» **About this task**
The entries follow. Please return all of them exactly.

» **Listed records**
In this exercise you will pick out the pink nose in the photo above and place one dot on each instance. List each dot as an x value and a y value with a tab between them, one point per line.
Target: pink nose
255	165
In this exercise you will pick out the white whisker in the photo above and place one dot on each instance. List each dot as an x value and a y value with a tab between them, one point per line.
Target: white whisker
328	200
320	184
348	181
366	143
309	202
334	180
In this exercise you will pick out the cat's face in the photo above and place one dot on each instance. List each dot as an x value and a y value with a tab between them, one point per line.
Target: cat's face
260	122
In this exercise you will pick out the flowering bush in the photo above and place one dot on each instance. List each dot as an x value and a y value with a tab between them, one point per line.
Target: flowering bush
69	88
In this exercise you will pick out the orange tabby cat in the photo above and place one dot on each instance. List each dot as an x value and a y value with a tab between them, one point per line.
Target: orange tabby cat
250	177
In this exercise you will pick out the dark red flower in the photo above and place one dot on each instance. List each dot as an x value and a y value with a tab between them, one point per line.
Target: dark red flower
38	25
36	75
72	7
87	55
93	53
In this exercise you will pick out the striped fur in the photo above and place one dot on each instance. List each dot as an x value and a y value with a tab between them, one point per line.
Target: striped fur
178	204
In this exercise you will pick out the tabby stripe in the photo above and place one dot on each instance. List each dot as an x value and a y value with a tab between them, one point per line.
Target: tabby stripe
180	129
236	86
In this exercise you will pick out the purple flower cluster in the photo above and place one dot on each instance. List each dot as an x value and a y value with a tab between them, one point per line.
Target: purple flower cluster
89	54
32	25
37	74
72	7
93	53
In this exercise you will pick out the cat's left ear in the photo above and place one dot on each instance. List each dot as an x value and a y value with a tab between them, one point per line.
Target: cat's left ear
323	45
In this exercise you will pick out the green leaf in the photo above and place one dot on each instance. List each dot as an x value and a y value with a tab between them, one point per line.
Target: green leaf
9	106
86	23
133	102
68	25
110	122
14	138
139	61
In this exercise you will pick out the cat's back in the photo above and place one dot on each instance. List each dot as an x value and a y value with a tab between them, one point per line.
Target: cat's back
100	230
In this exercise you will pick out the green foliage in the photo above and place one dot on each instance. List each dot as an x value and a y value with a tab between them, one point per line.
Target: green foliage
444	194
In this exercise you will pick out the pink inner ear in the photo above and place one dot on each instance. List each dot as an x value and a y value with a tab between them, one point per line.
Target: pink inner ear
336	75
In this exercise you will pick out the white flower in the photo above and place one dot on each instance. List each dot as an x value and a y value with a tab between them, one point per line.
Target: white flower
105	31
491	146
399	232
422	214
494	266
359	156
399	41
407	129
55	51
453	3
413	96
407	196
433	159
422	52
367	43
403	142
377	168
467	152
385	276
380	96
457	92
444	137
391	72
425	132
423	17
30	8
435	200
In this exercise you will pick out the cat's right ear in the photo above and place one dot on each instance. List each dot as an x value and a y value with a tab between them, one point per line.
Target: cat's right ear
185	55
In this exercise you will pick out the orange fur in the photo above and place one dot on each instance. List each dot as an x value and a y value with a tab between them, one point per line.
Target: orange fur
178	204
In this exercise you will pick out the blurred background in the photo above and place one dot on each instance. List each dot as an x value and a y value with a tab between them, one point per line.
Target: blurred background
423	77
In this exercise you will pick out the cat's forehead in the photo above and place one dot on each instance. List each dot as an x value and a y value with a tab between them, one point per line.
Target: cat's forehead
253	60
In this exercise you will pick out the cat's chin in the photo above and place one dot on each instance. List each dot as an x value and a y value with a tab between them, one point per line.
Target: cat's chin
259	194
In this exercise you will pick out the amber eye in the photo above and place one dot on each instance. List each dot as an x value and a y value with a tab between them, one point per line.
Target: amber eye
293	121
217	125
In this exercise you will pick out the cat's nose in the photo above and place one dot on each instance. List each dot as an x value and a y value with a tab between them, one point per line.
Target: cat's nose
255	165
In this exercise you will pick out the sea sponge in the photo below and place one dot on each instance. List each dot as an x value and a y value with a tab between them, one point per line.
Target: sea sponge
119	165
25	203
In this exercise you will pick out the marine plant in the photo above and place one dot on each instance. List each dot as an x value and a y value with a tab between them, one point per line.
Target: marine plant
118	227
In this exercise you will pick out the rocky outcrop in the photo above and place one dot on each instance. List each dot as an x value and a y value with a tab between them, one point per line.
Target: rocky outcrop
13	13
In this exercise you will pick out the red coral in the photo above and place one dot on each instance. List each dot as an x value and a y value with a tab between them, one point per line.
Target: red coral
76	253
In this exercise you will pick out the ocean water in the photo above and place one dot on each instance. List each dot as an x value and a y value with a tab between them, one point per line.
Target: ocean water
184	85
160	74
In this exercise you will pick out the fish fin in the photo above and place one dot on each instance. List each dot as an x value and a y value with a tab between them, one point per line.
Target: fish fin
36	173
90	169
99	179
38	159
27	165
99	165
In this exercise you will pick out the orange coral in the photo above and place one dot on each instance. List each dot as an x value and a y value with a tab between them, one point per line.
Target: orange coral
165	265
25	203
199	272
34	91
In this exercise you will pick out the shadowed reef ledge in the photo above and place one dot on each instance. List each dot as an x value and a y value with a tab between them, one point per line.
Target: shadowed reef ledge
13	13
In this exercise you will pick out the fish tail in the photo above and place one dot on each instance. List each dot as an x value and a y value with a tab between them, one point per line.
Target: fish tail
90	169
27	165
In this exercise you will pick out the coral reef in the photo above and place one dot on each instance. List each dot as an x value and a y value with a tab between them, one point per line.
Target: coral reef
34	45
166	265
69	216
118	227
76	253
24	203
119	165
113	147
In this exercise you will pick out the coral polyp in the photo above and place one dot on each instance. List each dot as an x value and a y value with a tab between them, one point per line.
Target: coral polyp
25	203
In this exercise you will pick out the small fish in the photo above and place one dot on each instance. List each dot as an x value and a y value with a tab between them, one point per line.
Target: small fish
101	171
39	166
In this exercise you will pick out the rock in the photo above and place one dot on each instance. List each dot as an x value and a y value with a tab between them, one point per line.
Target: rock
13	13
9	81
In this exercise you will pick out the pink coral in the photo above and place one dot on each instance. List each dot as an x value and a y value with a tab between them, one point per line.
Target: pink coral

» **Solved problem**
In this exercise you will pick out the pink nose in the photo above and place one dot on each instance. List each dot as an x value and a y value with a tab between them, one point per line.
Target: pink nose
255	165
In this exercise you will pick out the white whisker in the photo above and place one dot on each instance. List each dot as an x value and a y value with a tab between them, one point per line.
Target: white whisker
328	200
320	184
348	181
366	143
309	202
334	180
In this exercise you will pick out the cat's face in the photo above and place one dot on each instance. List each dot as an x value and a y value with a tab between them, one point per line.
Target: cat's face
260	122
In this exercise you will pick out the flowering bush in the photo above and place one dot on each instance. List each dot as an x value and a y value with a tab between them, one point per line.
Target: flowering bush
69	88
In this exercise you will pick out the orange tabby cat in the photo above and place one dot on each instance. List each dot as an x value and a y value with a tab between them, one point per line.
Target: orange tabby cat
250	177
In this exercise you will pick out the dark red flower in the photo above and place one dot on each instance. List each dot as an x value and a y value with a tab between them, one point per line.
Target: dark red flower
38	25
36	75
72	7
87	55
93	53
In this exercise you will pick out the striped fur in the photo above and place one dot on each instance. List each dot as an x value and a y value with a tab between them, one point per line.
Target: striped fur
178	204
In this exercise you will pick out the tabby stripe in the photo above and place one dot on each instance. List each dot as an x value and a y value with a tab between them, one point per line.
Target: tabby stripe
180	129
236	86
In this exercise you will pick out the purple flower cluster in the photo above and place one dot on each instance. List each dot as an x value and a y value with a tab between them, one point per line.
Target: purple flower cluster
89	54
32	25
37	74
72	7
93	53
In this exercise you will pick out the cat's left ear in the photo above and place one dot on each instance. List each dot as an x value and a y value with a tab between them, one point per line.
Target: cat's left ear
323	45
In this exercise you will pick out the green leaf in the photo above and place one dot on each instance. List each dot as an x value and a y value with a tab between them, one point per line.
Target: green leaf
9	106
86	23
133	102
68	25
110	122
14	138
139	61
In this exercise you will pick out the cat's back in the photo above and place one dot on each instance. List each dot as an x value and a y value with a tab between them, one point per line.
Target: cat's back
100	230
In this exercise you will pick out the green foliage in the photo above and place one dot on each instance. List each dot as an x value and a y value with a tab between them, one point per line.
Target: green foliage
444	194
In this exercise you will pick out the pink inner ear in the photo above and place one dot on each instance. List each dot as an x value and a y value with a tab between them, one point per line.
Target: pink inner ear
336	75
In this exercise you will pick out the white flower in the photo above and place one dot on each instance. List each dot as an x value and a y value with a tab between them, one point per line.
Target: white flower
105	31
491	146
399	232
422	214
494	266
359	156
399	41
407	129
55	51
453	3
413	96
407	196
433	159
422	52
367	43
403	142
377	168
467	152
385	276
380	96
457	92
444	137
391	72
425	132
423	17
30	8
435	200
In this exercise you will pick out the cat's right ear in the photo above and place one dot on each instance. List each dot as an x value and a y value with a tab between them, one point per line.
Target: cat's right ear
185	55
In this exercise you will pick out the orange fur in the photo above and place one dot on each instance. List each dot as an x value and a y value with a tab between them, one point per line.
Target: orange fur
178	204
In this exercise you will pick out the blurred background in the photo above and place one dot on each instance. List each dot as an x value and a y value with a tab between them, one point per line.
Target: blurred background
423	77
In this exercise you will pick out the cat's forehead in the photo above and place one dot on each instance. List each dot as an x value and a y value with a tab between them, one point per line.
Target: cat's forehead
253	60
In this exercise you will pick out the cat's chin in the photo above and place one dot on each instance. List each dot as an x value and a y value with a tab between them, one point per line.
Target: cat's chin
259	194
In this exercise you will pick out the amber eye in the photo above and place one dot on each instance. List each dot as an x value and a y value with a tab between them, one point per line.
Target: amber eye
293	121
217	125
In this exercise you will pick out the cat's nose in the photo above and place one dot on each instance. List each dot as an x value and a y value with a tab between them, one point per line.
Target: cat's nose
255	165
In this exercise you will pick out the sea sponge in the photo below and place one dot on each instance. List each dot as an x value and a y value with a tab between them, one point per line.
Target: sea sponge
119	165
25	203
In this exercise you will pick out the marine plant in the photo above and place one dot on each instance. List each dot as an x value and a y value with a tab between them, one point per line.
Target: marine plant
118	227
In this exercise you will pick out the rocky outcrop in the photo above and place one dot on each instance. List each dot as an x value and a y value with a tab between them, one point per line.
Target: rocky outcrop
13	13
In this exercise you will pick out the red coral in the photo above and place one dot on each instance. List each dot as an x value and a y value with a tab between them, one point per line.
Target: red coral
76	253
In this exercise you will pick out the ocean water in the photo above and place one dot on each instance. List each dot as an x value and a y value with a tab between them, one point per line.
Target: ocean water
184	85
160	74
In this exercise you will pick out the fish fin in the photo above and place one dot on each instance. List each dot as an x value and a y value with a tab between them, one point per line.
Target: fish fin
36	173
90	169
99	179
38	159
27	165
99	165
In this exercise you will pick out the orange coral in the photo above and place one dot on each instance. List each dot as an x value and a y value with a tab between them, one point per line.
Target: orange coral
165	265
25	203
199	272
34	91
In this exercise you will pick out the shadowed reef ledge in the photo above and place one dot on each instance. List each dot as an x value and a y value with a tab between them, one point per line.
Target: shadowed reef ledge
13	13
In this exercise you will pick out the fish tail in the photo above and place one dot on each instance. List each dot as an x value and a y value with a tab between them, one point per line.
Target: fish tail
90	169
27	165
In this exercise you will pick out the coral reef in the photo above and place one dot on each instance. List each dot as an x value and a y value with a tab between them, one point per line.
Target: coral reef
34	45
166	265
69	216
118	227
76	253
24	203
119	165
113	147
In this exercise you will pick out the coral polyp in the photo above and place one dot on each instance. List each dot as an x value and a y value with a tab between them, one point per line.
Target: coral polyp
25	203
In this exercise you will pick out the small fish in the photo above and place one dot on each instance. List each dot as an x value and a y value with a tab between them, one point per line.
Target: small fish
101	171
39	166
In this exercise you will pick out the rock in the photo above and place one dot on each instance. List each dot as an x value and a y value with a tab between them, one point per line.
Target: rock
13	13
9	81
In this exercise you will pick out the pink coral in the photo above and place one dot on each instance. List each dot as an x value and a y value with a tab between them, one point per line.
Target: pink coral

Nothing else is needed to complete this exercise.